===== PAGE EXCERPT =====
Input Script Guide

Basics

Host and Nodes

Workflow Host

PFD-kit is built on the dflow package, which uses the Python API of ARGO workflows. While designed for cloud-based workflows with Kubernetes, a local “debug” mode is available for convenience. No cloud services are required for local execution.

To submit workflows to a remote server, specify the following configuration:

"dflow_config": {
    "host": "http://address.of.the.host:port"
},
"dflow_s3_config": {
    "endpoint": "address.of.the.s3.server:port"
},

For the Bohrium platform, use:

"bohrium_config": {
    "username": "your_username",
    "password": "your_password",
    "project_id": 123456,
    "_comment": "all"
},

The workflow will be hosted on https://workflows.deepmodeling.com, and progress can be tracked at https://workflows.deepmodeling.com/workflows.

Node Settings

The step_configs section defines computational resources for tasks like DFT calculations, model training, and MD exploration. For local execution, no configuration is needed, as all tasks run on the local machine.

For remote HPC nodes (e.g., Slurm systems), configure as follows:

"step_configs": {
    "run_fp_config": {
        "template_config": {},
        "executor": {
            "type": "dispatcher",
            "host": "your_host",
            "username": "your_username",
            "password": "your_password",
            "port": 22,
            "private_key_file": null,
            "remote_root": "/remote_root",
            "queue_name": "queue",
            "machine_dict": {
                "remote_profile": {
                    "timeout": 600
                }
            },
            "resources_dict": {
                "source_list": ["path_to_source_file"],
                "module_list": ["remote_module"],
                "custom_flags": ["custom_commands"]
            }
        },
        "template_slice_config": {
            "group_size": 1,
            "pool_size": 1
        }
    }
}

For Kubernetes services (e.g., Bohrium), specify the container image and machine type:

"step_configs": {
    "run_fp_config": {
        "template_config": {
            "image": "vasp_image_paths"
=====
◆ STATED GOAL 1 ◆
Copy out the entries from the line containing "Point to the asphalt" through the line containing "x=169 y=116", including both of those lines.
===== INFORMATION PROVIDED =====
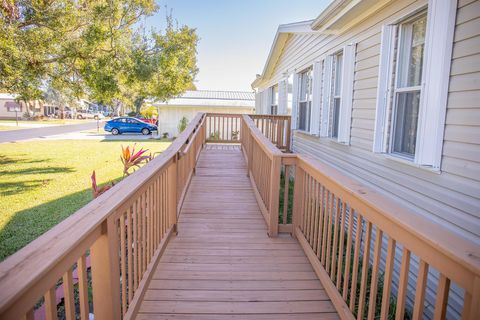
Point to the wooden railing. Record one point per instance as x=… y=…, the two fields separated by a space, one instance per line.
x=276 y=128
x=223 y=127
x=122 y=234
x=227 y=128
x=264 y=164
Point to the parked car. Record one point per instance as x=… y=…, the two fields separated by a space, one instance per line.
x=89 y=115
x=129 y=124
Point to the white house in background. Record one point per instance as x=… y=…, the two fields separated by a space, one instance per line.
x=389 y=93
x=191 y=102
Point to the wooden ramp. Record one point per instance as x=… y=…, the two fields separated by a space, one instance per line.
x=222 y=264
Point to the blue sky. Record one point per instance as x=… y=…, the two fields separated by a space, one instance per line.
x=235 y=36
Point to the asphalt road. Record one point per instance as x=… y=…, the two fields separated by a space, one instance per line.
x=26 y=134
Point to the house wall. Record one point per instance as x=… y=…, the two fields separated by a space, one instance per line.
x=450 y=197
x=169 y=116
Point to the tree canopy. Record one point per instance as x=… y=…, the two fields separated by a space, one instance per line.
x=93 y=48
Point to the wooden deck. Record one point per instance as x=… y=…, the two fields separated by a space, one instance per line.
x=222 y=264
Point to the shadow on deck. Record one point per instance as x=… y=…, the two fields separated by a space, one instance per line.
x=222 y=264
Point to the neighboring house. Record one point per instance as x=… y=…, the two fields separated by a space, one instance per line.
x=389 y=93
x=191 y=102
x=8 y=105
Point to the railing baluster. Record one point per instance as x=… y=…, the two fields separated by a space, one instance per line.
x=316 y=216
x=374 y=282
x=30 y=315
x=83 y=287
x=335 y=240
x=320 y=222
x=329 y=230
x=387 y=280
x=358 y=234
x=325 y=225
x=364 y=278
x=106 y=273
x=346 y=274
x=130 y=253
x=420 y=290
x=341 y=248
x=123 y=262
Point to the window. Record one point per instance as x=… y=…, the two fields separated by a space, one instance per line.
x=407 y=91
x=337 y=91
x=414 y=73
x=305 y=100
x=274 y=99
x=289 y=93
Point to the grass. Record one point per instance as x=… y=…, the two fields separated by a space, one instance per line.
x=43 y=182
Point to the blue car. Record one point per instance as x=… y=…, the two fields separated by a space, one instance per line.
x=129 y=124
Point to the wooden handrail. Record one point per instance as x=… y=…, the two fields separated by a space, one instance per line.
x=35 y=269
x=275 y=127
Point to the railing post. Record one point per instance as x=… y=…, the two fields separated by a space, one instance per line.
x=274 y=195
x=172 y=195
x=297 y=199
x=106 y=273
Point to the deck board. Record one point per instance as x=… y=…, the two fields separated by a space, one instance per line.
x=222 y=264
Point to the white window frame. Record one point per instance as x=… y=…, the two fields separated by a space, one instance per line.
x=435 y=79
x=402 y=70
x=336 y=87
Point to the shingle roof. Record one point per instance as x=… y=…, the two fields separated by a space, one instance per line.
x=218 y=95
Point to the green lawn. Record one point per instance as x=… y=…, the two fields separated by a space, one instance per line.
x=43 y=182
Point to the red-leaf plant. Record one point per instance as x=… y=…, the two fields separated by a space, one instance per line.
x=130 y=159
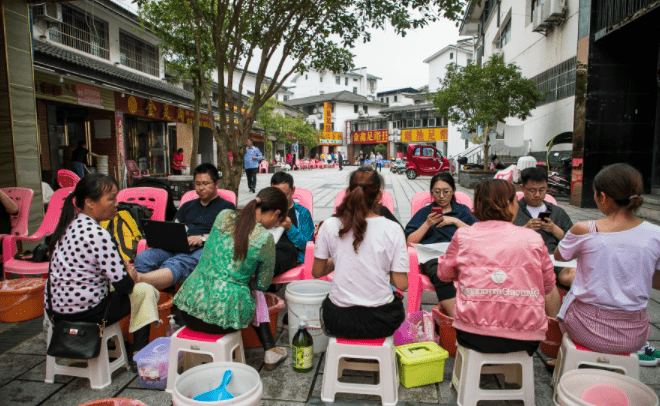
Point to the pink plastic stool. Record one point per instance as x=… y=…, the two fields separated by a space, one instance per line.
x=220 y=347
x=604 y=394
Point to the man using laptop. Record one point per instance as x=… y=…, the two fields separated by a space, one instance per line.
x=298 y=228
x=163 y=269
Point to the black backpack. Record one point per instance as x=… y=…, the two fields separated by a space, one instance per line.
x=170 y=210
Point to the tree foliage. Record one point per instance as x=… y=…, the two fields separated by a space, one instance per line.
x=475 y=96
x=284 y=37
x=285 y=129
=====
◆ STATED GOAL 2 ◆
Extend the PFD-kit input script guide, starting right after its last line.

◆ TASK RESPONSE 1 ◆
Point to the asphalt road. Record one point per instance as x=… y=…, the two fields separated by a space, one instance per line.
x=26 y=134
Point to the house wall. Record one point per instance as x=… y=…, the two fields separated by a space, one instance per line.
x=450 y=197
x=169 y=116

◆ TASK RESPONSE 2 ◆
        },
        "continue_on_success_ratio": 0.9,
        "executor": {
            "type": "dispatcher",
            "image_pull_policy": "IfNotPresent",
            "machine_dict": {
                "batch_type": "Bohrium",
                "context_type": "Bohrium",
                "remote_profile": {
                    "input_data": {
                        "job_type": "container",
                        "platform": "ali",
                        "scass_type": "c32_m64_cpu"
                    }
                }
            }
        }
    }
}

Fine-Tuning

The example si_ft.json file defines workflow tasks. Specify the task type (e.g., “finetune”) and skip initial data generation and training if the Domains_SemiCond branch already provides sufficient accuracy:

"task": {
    "type": "finetune",
    "max_iter": 5,
    "init_ft": false,
    "init_train": false
}

The inputs section includes essential parameters and model files. Prepare exploration systems with proper perturbation in advance:

"inputs": {
    "base_model_path": "DPA2_medium_28_10M_beta4.pt",
    "init_confs": {
        "prefix": "./",
        "confs_paths": ["./pert_si32.extxyz"]
    },
    "init_fp_confs": {
        "prefix": "./",
        "confs_paths": []
    }
}

The exploration section defines structural configuration exploration. In this example, MD simulations at 1000 K under varying pressures generate new configurations:

"exploration": {
    "type": "ase",
    "config": {
        "calculator": "dp",
        "head": "Domains_SemiCond"
    },
    "stages": [
        [
            {
                "conf_idx": [0],
                "n_sample": 1,
                "ens": "npt",
                "dt": 2,
                "nsteps": 2000,
                "temps": [1000],
                "press": [1, 1000, 10000],
                "trj_freq": 10
            }
        ]
    ]
}

The select_confs node filters unphysical configurations and compresses data using entropy-based measures:

"select_confs": {
    "max_sel": 60,
    "frame_filter": [
        {"type": "distance"}
    ],
    "h_filter": {
        "chunk_size": 5,
        "_comment": "entropy-based filter"
    }
}

The fp section defines DFT calculation settings, including VASP input and pseudopotential files:

"fp": {
    "type": "vasp",
    "task_max": 50,
    "run_config": {
        "command": "mpirun -n 32 vasp_std"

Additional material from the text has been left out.